*What this exercise asks*
a) Copy the dog-training post from "Ari is resource" through "teach agility contacts).", switching "submissive" to "timid".
b) Which dogs does the post about resource guarding mention by name?

---------- Source text

Ari, 9 month BC, gets upset and barks and sometimes nips at Zoe, 19 month BC, or me when I touch Zoe. I have tried no, shhhhh, no bark, squirting water and many more, stop touching Zoe has been the only thing that works. I can't even pet Zoe when she is around.

Ari is resource guarding you which I really feel is something you want to stop right away. I see some of this in my 10 month old Quinn, who is actually pretty submissive but gets snarky once in while about me or something he values (like the board I use to teach agility contacts).

 

I make sure that any resource guarding behavior results in the exact opposite of what the dog wants. So when Quinn crouched over the board and "protected" it from the other dogs, he was immediately placed in his crate and the other two got to go before him when I trained contacts. If a dog is on my lap or by me and tries to drive another dog off, he finds himself pushed to the floor, losing his prime real estate due to his unacceptable behavior(unacceptable to me, this is very normal behavior for dogs).

--------------------
---------- Material shown

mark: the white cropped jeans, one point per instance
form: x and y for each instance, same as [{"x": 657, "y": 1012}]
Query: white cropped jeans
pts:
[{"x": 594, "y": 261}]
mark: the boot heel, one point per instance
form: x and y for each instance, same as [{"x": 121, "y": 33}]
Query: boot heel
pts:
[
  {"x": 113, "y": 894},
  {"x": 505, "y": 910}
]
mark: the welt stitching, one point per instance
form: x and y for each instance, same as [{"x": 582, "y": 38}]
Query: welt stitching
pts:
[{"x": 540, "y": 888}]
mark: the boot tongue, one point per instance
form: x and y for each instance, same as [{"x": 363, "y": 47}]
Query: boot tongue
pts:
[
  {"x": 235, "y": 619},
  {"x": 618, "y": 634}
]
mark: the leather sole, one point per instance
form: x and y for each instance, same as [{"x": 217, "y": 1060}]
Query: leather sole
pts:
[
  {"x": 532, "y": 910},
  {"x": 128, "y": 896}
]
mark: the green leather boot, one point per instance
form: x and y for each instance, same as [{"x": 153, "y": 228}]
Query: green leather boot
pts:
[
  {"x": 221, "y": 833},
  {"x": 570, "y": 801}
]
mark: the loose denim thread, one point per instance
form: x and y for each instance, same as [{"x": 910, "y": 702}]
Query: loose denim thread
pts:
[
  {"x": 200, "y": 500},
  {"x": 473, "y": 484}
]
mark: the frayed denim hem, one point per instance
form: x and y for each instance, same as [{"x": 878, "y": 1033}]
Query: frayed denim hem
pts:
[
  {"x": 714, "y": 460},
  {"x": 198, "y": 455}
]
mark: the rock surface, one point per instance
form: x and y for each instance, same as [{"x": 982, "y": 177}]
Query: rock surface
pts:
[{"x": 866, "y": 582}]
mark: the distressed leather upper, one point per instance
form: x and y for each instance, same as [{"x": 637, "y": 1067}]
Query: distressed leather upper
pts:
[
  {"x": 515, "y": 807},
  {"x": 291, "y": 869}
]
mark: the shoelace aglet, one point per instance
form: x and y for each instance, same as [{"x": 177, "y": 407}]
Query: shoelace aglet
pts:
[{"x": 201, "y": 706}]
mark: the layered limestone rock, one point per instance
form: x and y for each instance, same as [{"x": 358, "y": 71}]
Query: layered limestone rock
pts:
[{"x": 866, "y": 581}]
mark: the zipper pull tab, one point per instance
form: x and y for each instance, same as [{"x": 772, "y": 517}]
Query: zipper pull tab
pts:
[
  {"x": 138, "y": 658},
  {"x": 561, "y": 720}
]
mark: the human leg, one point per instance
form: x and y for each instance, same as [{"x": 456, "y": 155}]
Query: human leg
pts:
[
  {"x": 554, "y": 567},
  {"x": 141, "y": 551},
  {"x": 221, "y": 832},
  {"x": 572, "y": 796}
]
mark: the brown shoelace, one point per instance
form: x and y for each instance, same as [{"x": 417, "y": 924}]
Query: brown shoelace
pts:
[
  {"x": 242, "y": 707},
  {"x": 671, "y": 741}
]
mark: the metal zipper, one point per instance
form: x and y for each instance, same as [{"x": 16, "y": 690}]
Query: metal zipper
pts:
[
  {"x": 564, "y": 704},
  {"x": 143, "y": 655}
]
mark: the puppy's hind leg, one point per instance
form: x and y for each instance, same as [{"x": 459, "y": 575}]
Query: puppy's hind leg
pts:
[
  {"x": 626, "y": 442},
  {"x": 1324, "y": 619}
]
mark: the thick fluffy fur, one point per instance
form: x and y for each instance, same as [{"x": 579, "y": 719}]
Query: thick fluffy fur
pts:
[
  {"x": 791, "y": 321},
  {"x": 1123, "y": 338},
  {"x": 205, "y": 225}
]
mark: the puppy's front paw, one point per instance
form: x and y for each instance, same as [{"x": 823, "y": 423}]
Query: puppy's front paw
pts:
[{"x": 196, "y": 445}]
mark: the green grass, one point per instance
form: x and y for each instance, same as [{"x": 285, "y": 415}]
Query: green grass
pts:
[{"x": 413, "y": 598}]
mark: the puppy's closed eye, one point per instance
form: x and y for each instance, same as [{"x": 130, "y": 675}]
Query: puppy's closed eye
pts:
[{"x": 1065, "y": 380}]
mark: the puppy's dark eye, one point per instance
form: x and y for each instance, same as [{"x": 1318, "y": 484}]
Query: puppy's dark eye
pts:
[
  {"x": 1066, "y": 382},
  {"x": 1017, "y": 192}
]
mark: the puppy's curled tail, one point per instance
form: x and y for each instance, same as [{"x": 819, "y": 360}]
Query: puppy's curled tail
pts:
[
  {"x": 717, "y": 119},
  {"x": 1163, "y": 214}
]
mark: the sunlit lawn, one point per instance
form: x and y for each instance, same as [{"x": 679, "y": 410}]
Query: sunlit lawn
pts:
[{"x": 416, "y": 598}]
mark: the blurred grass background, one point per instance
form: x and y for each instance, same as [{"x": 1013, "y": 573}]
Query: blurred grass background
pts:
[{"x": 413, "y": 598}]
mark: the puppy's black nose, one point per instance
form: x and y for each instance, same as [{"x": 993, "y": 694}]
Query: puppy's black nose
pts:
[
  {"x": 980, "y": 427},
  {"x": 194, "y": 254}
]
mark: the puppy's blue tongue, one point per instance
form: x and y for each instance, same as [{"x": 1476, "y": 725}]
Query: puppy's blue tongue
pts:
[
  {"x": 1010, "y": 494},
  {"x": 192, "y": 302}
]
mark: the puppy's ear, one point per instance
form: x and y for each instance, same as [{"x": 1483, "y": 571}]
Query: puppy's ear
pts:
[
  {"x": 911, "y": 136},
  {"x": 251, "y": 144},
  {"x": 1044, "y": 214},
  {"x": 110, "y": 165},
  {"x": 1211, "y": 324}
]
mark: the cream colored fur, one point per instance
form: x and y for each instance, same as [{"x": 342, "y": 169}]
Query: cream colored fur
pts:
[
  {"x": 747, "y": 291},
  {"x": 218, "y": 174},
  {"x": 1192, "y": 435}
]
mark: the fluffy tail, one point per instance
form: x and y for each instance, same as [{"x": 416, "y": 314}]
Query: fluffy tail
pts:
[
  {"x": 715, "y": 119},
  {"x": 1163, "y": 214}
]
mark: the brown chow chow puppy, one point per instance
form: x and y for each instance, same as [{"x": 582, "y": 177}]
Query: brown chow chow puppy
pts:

--------------------

*Answer set*
a)
Ari is resource guarding you which I really feel is something you want to stop right away. I see some of this in my 10 month old Quinn, who is actually pretty timid but gets snarky once in while about me or something he values (like the board I use to teach agility contacts).

b) Ari, Zoe, Quinn